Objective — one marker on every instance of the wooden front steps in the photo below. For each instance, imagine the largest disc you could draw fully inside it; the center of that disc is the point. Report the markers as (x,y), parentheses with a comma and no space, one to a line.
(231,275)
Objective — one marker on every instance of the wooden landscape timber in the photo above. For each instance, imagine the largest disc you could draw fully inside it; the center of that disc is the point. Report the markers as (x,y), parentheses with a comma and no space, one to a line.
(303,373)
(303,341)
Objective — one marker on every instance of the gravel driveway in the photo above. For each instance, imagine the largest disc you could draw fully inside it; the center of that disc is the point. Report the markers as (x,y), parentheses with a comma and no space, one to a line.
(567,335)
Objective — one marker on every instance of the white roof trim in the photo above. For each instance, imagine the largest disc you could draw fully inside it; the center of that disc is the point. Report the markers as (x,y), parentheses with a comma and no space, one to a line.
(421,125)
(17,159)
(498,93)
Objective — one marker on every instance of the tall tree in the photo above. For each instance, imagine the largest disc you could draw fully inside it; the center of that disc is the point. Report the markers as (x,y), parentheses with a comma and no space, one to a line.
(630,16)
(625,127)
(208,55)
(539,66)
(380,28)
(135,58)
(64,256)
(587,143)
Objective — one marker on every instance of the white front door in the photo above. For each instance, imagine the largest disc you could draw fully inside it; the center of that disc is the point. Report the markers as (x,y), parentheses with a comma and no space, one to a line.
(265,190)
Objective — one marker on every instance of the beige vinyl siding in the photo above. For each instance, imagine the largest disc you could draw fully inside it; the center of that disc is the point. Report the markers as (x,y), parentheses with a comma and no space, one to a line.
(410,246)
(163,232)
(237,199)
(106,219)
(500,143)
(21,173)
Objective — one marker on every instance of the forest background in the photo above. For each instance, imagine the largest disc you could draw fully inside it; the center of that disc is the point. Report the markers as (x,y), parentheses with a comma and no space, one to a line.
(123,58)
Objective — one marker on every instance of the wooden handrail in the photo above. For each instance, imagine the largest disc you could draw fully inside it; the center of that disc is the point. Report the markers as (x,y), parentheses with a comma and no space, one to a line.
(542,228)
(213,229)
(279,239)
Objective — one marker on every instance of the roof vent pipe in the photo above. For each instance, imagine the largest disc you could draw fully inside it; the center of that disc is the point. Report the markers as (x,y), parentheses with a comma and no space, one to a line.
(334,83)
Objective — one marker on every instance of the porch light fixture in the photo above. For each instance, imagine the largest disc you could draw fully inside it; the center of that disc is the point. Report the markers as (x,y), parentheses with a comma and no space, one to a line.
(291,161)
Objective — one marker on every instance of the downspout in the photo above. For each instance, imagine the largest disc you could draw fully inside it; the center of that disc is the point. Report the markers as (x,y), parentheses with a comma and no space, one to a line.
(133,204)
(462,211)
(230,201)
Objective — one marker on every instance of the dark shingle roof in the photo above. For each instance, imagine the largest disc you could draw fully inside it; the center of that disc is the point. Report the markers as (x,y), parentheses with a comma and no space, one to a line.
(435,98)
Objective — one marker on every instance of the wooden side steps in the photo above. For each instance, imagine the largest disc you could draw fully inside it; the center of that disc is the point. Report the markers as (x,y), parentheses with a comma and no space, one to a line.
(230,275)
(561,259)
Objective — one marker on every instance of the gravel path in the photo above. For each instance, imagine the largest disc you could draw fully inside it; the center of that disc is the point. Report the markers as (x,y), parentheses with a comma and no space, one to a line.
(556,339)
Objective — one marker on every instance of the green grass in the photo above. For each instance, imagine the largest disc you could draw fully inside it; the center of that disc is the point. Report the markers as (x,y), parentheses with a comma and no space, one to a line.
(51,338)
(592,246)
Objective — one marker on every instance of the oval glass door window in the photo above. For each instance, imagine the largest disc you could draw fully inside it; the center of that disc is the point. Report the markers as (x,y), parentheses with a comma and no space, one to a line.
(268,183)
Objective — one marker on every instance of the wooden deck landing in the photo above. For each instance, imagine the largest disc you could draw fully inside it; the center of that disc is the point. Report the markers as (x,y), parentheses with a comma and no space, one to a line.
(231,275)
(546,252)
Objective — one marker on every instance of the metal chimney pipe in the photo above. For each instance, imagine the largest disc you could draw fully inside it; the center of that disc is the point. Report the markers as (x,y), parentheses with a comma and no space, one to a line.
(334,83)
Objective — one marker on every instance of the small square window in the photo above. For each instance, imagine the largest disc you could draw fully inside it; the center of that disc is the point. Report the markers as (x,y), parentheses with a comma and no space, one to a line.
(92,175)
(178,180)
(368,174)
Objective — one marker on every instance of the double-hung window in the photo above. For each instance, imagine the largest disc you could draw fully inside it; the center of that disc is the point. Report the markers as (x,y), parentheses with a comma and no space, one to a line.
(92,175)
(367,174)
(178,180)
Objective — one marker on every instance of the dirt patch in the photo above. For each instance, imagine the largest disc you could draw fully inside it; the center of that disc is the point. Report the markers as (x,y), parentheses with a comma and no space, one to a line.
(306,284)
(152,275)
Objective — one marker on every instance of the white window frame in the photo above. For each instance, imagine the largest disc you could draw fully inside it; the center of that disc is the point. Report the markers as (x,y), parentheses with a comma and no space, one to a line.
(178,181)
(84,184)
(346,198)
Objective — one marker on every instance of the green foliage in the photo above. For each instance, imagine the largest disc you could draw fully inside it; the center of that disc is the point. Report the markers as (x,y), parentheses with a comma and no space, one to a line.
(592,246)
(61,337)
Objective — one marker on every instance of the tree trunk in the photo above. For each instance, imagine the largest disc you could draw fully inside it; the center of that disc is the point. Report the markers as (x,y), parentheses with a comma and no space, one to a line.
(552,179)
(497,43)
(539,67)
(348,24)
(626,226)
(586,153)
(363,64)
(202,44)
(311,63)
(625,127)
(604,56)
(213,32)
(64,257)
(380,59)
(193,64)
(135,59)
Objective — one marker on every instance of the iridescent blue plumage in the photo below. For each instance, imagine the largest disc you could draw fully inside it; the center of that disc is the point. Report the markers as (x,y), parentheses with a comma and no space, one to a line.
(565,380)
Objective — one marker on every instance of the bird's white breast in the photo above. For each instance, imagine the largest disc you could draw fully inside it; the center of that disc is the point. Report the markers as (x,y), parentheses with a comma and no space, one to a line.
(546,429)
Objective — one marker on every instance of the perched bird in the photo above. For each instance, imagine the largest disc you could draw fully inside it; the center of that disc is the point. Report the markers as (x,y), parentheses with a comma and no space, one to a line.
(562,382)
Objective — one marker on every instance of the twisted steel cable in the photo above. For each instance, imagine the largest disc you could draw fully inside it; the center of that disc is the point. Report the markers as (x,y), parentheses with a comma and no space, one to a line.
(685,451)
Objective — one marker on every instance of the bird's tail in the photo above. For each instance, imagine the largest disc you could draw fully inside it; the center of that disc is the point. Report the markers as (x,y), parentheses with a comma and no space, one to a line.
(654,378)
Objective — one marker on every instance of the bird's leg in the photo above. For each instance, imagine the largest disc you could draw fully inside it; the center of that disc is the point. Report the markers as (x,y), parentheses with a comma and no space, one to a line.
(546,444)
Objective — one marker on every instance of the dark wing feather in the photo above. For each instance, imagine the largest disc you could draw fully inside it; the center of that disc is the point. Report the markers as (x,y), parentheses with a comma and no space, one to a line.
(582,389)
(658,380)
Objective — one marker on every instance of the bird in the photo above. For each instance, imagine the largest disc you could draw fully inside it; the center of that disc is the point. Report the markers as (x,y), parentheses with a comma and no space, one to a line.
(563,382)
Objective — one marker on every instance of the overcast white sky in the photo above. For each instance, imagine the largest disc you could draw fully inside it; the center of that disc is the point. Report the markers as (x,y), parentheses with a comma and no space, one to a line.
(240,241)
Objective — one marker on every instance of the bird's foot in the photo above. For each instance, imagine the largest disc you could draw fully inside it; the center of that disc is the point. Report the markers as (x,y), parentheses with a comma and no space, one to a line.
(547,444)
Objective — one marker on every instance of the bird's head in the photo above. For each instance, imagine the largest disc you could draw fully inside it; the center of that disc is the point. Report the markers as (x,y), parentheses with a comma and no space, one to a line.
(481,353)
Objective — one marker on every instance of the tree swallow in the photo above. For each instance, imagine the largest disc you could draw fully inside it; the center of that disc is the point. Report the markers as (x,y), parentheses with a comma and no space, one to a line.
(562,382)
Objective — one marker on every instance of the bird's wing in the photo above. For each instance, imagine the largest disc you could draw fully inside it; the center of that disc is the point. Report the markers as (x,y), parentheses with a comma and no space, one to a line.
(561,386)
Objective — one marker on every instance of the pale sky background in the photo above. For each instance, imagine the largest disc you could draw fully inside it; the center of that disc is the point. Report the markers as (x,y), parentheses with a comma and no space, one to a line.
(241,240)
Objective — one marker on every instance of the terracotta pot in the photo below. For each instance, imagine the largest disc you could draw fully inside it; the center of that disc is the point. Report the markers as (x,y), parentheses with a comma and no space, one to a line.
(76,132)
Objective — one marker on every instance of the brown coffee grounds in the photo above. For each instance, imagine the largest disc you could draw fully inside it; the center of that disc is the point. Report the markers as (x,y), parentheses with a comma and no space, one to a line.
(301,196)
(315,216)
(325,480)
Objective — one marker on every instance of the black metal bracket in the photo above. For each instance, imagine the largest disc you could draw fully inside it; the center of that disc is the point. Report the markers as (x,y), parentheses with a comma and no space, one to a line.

■ **Aim of the exercise**
Repeat only the lines running from the line that contains "Objective — one marker on every instance of the brown" through the last line above, inclusive.

■ **Solved exercise**
Objective — one marker on every instance of the brown coffee grounds in the photo above. For each instance, imagine the largest disc you could draw fully inside it; the center of that disc is the point. Report the markers as (x,y), parentheses with a comma and no space, one to a line.
(301,196)
(315,216)
(325,480)
Objective — one marker on every instance of the black metal bracket in the photo above. For each instance, imagine the largest disc you could draw fully inside it; the center of that disc is the point. Report the markers as (x,y), parentheses with a comma and no space, one to a line.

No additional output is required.